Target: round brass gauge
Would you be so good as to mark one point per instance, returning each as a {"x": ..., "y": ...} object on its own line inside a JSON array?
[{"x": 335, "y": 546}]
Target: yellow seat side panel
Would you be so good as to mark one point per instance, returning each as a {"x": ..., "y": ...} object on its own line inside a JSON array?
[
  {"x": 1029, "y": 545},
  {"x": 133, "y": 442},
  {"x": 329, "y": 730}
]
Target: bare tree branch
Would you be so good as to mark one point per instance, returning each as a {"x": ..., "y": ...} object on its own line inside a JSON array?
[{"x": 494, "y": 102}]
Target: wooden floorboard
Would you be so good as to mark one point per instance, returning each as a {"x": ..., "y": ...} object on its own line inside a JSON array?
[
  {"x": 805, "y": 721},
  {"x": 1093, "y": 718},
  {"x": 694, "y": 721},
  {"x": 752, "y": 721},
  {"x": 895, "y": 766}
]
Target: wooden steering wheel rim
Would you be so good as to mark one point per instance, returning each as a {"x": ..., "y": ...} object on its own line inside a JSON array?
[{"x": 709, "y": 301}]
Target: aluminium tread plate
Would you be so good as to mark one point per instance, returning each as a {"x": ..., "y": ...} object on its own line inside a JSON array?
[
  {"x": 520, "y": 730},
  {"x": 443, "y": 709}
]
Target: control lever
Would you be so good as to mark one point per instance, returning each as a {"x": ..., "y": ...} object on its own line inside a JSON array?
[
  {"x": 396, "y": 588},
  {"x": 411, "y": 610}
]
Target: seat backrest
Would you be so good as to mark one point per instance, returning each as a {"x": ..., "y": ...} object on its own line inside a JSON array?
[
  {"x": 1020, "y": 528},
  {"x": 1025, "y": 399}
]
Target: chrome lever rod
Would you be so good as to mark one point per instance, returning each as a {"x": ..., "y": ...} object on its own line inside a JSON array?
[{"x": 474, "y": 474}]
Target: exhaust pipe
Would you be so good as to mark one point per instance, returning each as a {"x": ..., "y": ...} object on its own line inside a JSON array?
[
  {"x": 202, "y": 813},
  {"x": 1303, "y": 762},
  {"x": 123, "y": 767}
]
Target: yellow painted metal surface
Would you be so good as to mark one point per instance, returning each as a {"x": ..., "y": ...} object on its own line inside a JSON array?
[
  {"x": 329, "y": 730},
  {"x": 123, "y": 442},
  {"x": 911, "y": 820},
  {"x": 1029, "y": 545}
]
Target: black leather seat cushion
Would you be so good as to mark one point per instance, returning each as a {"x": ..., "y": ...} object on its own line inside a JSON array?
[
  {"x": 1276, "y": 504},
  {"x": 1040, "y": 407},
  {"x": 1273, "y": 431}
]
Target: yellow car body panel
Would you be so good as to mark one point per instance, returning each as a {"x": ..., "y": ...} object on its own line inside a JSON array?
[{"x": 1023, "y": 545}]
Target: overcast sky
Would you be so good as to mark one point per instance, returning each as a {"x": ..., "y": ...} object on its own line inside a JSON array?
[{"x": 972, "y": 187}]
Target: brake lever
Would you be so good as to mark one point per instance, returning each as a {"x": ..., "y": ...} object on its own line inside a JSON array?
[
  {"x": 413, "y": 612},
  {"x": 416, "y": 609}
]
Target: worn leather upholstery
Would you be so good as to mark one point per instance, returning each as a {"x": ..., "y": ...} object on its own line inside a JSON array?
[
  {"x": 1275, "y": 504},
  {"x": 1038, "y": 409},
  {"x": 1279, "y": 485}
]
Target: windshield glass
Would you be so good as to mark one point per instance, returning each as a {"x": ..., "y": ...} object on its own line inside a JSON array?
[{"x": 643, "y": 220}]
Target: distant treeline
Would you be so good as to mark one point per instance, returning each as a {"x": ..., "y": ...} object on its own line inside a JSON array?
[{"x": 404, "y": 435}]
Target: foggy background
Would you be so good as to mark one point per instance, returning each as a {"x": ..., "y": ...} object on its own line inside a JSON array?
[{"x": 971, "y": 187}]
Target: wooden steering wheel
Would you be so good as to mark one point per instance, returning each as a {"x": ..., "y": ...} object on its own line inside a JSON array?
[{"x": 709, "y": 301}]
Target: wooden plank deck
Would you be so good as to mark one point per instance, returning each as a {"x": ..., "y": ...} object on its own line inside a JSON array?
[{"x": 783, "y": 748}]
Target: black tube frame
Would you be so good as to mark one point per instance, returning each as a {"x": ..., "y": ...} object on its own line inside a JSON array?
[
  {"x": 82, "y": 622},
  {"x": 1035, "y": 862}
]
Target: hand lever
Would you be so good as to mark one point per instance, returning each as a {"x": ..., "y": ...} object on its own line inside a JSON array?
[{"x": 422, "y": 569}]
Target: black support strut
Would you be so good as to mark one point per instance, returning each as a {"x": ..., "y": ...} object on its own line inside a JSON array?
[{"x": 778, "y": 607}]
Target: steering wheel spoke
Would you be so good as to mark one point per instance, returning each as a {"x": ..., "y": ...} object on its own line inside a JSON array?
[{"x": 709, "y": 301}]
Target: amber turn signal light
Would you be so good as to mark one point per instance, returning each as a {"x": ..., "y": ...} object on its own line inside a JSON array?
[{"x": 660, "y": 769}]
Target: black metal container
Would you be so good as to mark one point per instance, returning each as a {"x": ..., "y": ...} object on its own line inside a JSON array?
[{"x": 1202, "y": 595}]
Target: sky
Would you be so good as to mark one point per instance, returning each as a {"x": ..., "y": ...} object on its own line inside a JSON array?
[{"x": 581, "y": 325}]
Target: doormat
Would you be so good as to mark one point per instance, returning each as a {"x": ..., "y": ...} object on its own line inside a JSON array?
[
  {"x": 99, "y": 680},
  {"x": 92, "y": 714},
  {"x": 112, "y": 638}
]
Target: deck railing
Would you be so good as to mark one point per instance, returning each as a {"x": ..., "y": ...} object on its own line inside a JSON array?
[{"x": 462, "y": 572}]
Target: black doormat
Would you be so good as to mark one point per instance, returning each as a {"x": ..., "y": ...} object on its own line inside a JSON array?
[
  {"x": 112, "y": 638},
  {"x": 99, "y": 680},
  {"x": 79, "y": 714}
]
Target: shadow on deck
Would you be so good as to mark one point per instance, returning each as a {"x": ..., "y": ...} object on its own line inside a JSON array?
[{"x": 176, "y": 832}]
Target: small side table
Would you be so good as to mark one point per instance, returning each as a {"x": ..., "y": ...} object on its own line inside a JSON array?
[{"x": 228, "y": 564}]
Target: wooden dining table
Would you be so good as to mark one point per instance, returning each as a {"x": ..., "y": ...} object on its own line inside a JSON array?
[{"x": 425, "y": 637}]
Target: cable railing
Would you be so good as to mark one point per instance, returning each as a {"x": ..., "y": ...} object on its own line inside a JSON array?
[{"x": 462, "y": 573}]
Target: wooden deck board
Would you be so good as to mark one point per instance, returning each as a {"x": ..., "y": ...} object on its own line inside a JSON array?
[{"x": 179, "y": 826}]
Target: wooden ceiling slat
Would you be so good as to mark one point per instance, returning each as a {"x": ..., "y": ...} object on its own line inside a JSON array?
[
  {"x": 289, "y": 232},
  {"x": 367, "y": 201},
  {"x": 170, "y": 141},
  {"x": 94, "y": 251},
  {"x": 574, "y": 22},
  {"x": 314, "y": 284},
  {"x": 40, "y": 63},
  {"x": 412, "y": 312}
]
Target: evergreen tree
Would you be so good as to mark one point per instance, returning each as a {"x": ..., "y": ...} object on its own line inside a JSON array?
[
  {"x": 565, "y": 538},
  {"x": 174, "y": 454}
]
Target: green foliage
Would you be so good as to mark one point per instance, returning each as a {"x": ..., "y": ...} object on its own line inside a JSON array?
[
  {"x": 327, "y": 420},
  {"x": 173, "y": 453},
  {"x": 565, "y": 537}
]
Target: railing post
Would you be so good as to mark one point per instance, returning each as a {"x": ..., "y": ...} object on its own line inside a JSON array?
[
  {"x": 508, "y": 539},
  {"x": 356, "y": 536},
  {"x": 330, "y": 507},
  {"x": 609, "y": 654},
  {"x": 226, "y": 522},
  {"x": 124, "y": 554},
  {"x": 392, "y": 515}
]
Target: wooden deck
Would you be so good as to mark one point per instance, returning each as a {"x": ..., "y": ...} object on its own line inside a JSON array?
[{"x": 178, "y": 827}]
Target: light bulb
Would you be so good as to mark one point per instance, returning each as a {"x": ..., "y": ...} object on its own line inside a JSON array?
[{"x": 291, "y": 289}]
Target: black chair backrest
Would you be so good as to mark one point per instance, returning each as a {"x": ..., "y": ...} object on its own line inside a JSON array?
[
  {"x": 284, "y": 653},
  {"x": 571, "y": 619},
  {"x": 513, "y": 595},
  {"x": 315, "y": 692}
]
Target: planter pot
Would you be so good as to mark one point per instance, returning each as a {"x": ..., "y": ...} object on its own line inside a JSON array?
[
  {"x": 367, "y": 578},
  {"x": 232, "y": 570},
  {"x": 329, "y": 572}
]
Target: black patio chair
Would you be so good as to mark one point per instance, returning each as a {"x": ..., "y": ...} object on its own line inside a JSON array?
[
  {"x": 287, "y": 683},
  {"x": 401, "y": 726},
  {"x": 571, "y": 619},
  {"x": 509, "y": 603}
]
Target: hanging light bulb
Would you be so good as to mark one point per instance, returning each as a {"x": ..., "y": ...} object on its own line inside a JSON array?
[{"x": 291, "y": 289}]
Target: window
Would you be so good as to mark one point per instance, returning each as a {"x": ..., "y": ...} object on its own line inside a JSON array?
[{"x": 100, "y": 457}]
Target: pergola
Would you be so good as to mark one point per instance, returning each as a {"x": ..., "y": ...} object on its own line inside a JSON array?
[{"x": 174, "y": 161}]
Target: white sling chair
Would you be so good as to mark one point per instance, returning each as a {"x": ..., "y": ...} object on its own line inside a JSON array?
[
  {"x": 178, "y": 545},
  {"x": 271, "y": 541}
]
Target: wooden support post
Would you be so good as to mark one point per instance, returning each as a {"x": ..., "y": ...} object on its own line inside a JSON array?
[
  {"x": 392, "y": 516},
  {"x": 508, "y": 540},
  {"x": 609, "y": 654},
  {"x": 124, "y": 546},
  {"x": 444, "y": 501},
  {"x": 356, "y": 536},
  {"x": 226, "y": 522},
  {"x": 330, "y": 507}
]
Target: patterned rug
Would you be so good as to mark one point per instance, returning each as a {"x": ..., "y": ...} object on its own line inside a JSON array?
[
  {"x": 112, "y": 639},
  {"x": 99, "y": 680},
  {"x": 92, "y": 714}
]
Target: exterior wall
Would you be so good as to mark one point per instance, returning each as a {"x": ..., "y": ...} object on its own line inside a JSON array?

• Exercise
Transcribe, word for word, every line from the one containing "Target: patterned rug" through the final line of the entries, and nothing else.

• The answer
Target: patterned rug
Would you be so good as to mark one point per instance, returning each as a {"x": ..., "y": ...} object on its own line inside a JSON array?
[
  {"x": 112, "y": 639},
  {"x": 99, "y": 680},
  {"x": 92, "y": 714}
]
Target: exterior wall
Would you be so good as to mark one point per instance, returning each as a {"x": ..., "y": ...} object on its own line inside a JSON array?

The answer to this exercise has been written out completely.